··· Information supplied ···

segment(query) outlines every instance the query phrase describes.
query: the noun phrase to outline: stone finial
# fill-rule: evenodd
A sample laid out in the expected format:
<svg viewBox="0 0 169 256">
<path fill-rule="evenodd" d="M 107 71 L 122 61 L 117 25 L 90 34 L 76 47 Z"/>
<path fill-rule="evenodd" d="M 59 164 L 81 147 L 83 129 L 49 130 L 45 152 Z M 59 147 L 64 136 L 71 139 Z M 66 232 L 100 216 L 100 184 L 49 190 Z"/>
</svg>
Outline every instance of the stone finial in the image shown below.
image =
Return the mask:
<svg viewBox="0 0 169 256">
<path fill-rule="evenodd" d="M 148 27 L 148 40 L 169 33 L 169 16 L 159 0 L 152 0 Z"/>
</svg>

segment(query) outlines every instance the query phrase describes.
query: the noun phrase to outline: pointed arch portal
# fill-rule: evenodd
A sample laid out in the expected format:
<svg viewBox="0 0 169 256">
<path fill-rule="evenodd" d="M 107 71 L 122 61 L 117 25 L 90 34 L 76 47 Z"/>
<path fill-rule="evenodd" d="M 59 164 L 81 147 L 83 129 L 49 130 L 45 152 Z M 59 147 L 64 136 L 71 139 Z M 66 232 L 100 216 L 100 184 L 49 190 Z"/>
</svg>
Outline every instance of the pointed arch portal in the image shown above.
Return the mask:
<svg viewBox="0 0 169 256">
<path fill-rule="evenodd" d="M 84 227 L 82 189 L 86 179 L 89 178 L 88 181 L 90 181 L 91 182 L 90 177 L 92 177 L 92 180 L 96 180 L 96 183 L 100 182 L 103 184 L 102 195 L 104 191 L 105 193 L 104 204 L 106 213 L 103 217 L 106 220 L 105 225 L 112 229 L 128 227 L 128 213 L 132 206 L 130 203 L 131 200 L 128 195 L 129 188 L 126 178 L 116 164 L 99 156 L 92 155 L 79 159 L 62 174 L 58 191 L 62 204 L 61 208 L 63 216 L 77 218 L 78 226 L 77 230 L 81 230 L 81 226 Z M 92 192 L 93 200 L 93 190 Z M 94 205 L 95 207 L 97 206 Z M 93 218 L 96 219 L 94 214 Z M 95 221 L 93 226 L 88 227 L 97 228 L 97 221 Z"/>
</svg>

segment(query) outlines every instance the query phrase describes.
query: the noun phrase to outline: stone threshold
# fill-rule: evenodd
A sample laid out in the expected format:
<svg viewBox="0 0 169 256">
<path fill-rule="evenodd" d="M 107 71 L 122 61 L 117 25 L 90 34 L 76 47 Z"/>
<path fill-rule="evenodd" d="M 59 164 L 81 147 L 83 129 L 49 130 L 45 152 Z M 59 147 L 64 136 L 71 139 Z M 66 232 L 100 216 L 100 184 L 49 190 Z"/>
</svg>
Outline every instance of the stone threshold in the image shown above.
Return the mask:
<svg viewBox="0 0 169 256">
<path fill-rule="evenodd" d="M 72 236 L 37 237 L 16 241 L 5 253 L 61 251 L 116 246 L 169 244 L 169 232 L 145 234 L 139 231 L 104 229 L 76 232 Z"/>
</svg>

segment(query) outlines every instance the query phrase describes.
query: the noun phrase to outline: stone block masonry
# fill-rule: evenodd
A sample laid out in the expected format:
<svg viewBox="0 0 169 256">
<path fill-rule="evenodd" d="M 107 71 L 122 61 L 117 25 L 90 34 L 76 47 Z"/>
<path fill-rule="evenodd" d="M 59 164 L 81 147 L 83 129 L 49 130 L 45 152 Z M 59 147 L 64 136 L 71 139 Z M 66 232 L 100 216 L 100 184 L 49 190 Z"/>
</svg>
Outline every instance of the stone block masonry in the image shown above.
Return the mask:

···

Exercise task> Write out all records exactly, keeping every detail.

The completed task>
segment(query) outlines every instance the query phrase describes.
query: the noun phrase to outline: stone finial
# fill-rule: evenodd
A sample laid out in the expected format:
<svg viewBox="0 0 169 256">
<path fill-rule="evenodd" d="M 107 71 L 122 61 L 117 25 L 90 34 L 76 47 Z"/>
<path fill-rule="evenodd" d="M 59 164 L 81 147 L 83 129 L 49 130 L 45 152 Z M 59 147 L 64 136 L 71 139 Z M 66 232 L 100 216 L 100 184 L 49 190 Z"/>
</svg>
Outline every instance of the stone finial in the image shown below.
image =
Return the mask:
<svg viewBox="0 0 169 256">
<path fill-rule="evenodd" d="M 148 27 L 148 40 L 169 33 L 169 16 L 159 0 L 152 0 Z"/>
</svg>

segment(query) outlines every instance the query phrase describes.
query: the noun phrase to outline: pointed arch portal
# fill-rule: evenodd
A sample laid out in the expected format:
<svg viewBox="0 0 169 256">
<path fill-rule="evenodd" d="M 107 71 L 122 61 L 117 25 L 90 34 L 76 47 Z"/>
<path fill-rule="evenodd" d="M 59 164 L 81 147 L 83 129 L 49 130 L 45 152 Z M 59 147 L 64 136 L 71 139 Z M 66 232 L 100 216 L 100 184 L 49 190 Z"/>
</svg>
Outline every instance of the pointed arch portal in the image shown above.
Return the mask:
<svg viewBox="0 0 169 256">
<path fill-rule="evenodd" d="M 84 227 L 82 189 L 86 179 L 89 178 L 88 181 L 90 181 L 91 182 L 90 177 L 92 177 L 92 180 L 96 180 L 96 183 L 100 182 L 103 184 L 102 195 L 104 191 L 105 193 L 104 204 L 106 213 L 103 217 L 106 220 L 105 225 L 112 229 L 128 227 L 128 213 L 132 206 L 130 203 L 131 200 L 128 195 L 129 188 L 126 178 L 116 164 L 99 156 L 92 155 L 79 159 L 62 174 L 58 191 L 62 204 L 61 208 L 63 216 L 77 218 L 78 226 L 77 230 L 81 230 L 81 226 Z M 92 192 L 93 200 L 93 190 Z M 94 205 L 95 207 L 97 206 Z M 93 218 L 96 219 L 94 214 Z M 95 221 L 93 226 L 88 227 L 97 228 L 97 221 Z"/>
</svg>

segment(query) outlines every instance the query phrase describes.
query: the noun phrase to outline: stone threshold
# fill-rule: evenodd
A sample laid out in the expected format:
<svg viewBox="0 0 169 256">
<path fill-rule="evenodd" d="M 107 71 L 122 61 L 117 25 L 90 34 L 76 47 Z"/>
<path fill-rule="evenodd" d="M 59 164 L 81 147 L 83 129 L 49 130 L 45 152 Z M 59 147 L 64 136 L 71 139 Z M 66 232 L 100 216 L 100 184 L 49 190 Z"/>
</svg>
Outline every instance of the stone threshold in the image shown above.
Return the mask:
<svg viewBox="0 0 169 256">
<path fill-rule="evenodd" d="M 72 236 L 37 237 L 16 241 L 5 253 L 61 251 L 116 246 L 169 244 L 169 232 L 145 234 L 139 231 L 104 229 L 76 232 Z"/>
</svg>

segment(query) outlines every instance the query phrase describes.
query: the noun phrase to outline: stone block masonry
# fill-rule: evenodd
A sample laid out in the expected format:
<svg viewBox="0 0 169 256">
<path fill-rule="evenodd" d="M 107 71 L 122 61 L 117 25 L 90 34 L 76 47 Z"/>
<path fill-rule="evenodd" d="M 59 164 L 81 147 L 83 129 L 49 130 L 45 152 Z M 59 147 L 64 136 L 71 139 Z M 66 232 L 100 216 L 100 184 L 49 190 Z"/>
</svg>
Outline every instance of the stone block masonry in the image shown above.
Return the mask:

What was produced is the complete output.